_Required work_:
1. Answer these from the obik subcommand reference:
(a) Which output formats does `obik ls` support, and which one is the default?
(b) Which two options filter k-mers by frequency in `obik index`?
(c) What two arguments does `obik cp` require?
2. From the obik subcommand reference, write out the text from "All documented features" up to and including "filter target sets.".

======== Supplied passage ========

All documented features are **public APIs**, accessible via subcommands. Internal implementation details (e.g., low-level k-mer engines) are omitted.
---
## Core Subcommands
### `obik index`
Builds or extends a k-mer set group from raw sequences:
- Configurable `k` (231) and optional minimizer size (`m`) for space-efficient hashing.
- Filters by k-mer frequency: `--minocc`, `--maxocc`.
- Entropy-based low-complexity filtering (`--entropy-threshold`, `--entropy-size`).
- Supports metadata tagging at group, set, and per-set levels (`--set-tag`, `--index-id`).
- Optionally saves top *N* frequent k-mers (`--save-freq-kmers`) for downstream analysis.
- Parallel sequence processing with atomic counters and thread-safe batching.
### `obik ls`
Lists metadata of k-mer sets in an index:
- Accepts glob-like `--set PATTERN`s to filter target sets.
- Outputs structured metadata: set index, ID, and k-mer count (`count`).
- Supports multiple formats: CSV (default), JSON, YAML.
- No k-mers themselves are printed—only set-level summaries.
### `obik summary`
Aggregates and reports comprehensive statistics:
- Structural info: k, m, partitions, total sets/unique kmers.
- Per-set stats: ID, count, disk usage (computed recursively).
- Optional pairwise **Jaccard distance matrix** for similarity analysis.
- Multi-format export (JSON/YAML/CSV) with full metadata preservation.
### `obik cp`
Copies selected or all k-mer sets from a source index to a new destination:
- Requires `<source_index>` and `<dest_dir>`.

======== Data block ========

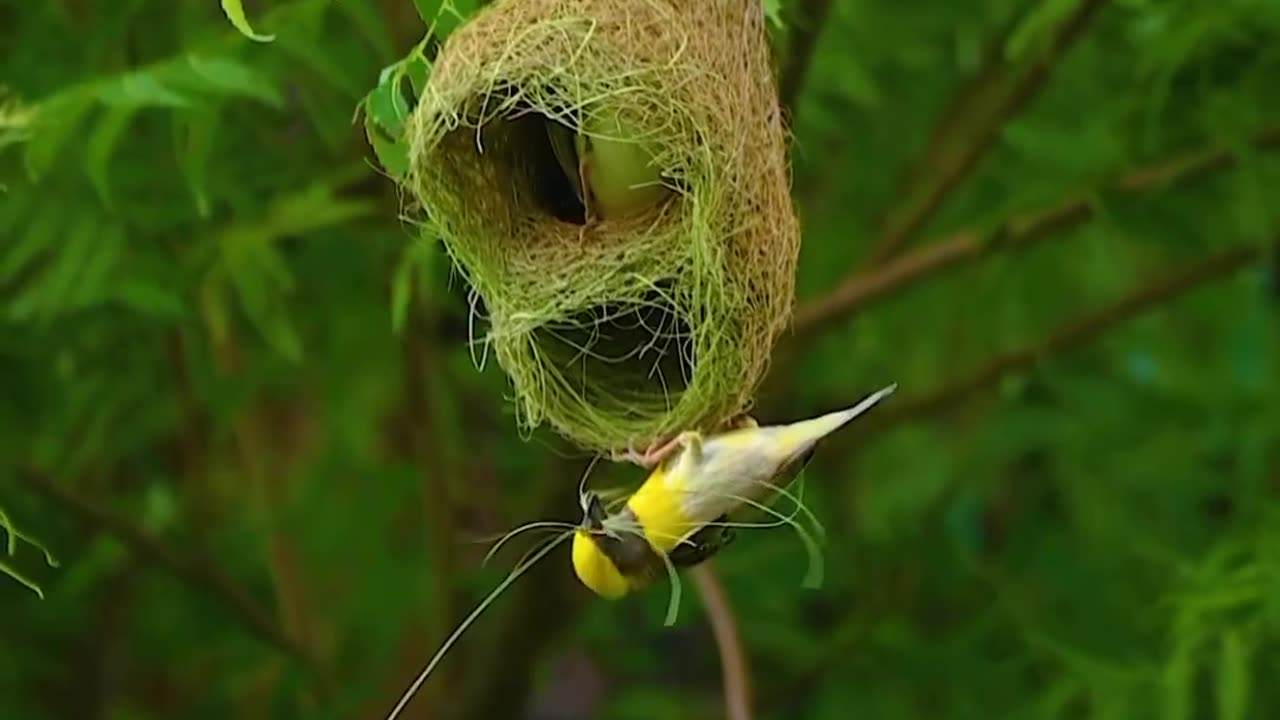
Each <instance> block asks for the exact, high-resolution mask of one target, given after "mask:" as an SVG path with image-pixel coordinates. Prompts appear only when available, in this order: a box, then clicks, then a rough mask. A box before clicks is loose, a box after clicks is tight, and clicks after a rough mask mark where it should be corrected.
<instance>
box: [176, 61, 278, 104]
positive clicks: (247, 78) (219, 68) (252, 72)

========

_Answers per task_:
1.
(a) CSV, JSON, and YAML, with CSV as the default.
(b) `--minocc` and `--maxocc`.
(c) `<source_index>` and `<dest_dir>`.

2.
All documented features are **public APIs**, accessible via subcommands. Internal implementation details (e.g., low-level k-mer engines) are omitted.
---
## Core Subcommands
### `obik index`
Builds or extends a k-mer set group from raw sequences:
- Configurable `k` (231) and optional minimizer size (`m`) for space-efficient hashing.
- Filters by k-mer frequency: `--minocc`, `--maxocc`.
- Entropy-based low-complexity filtering (`--entropy-threshold`, `--entropy-size`).
- Supports metadata tagging at group, set, and per-set levels (`--set-tag`, `--index-id`).
- Optionally saves top *N* frequent k-mers (`--save-freq-kmers`) for downstream analysis.
- Parallel sequence processing with atomic counters and thread-safe batching.
### `obik ls`
Lists metadata of k-mer sets in an index:
- Accepts glob-like `--set PATTERN`s to filter target sets.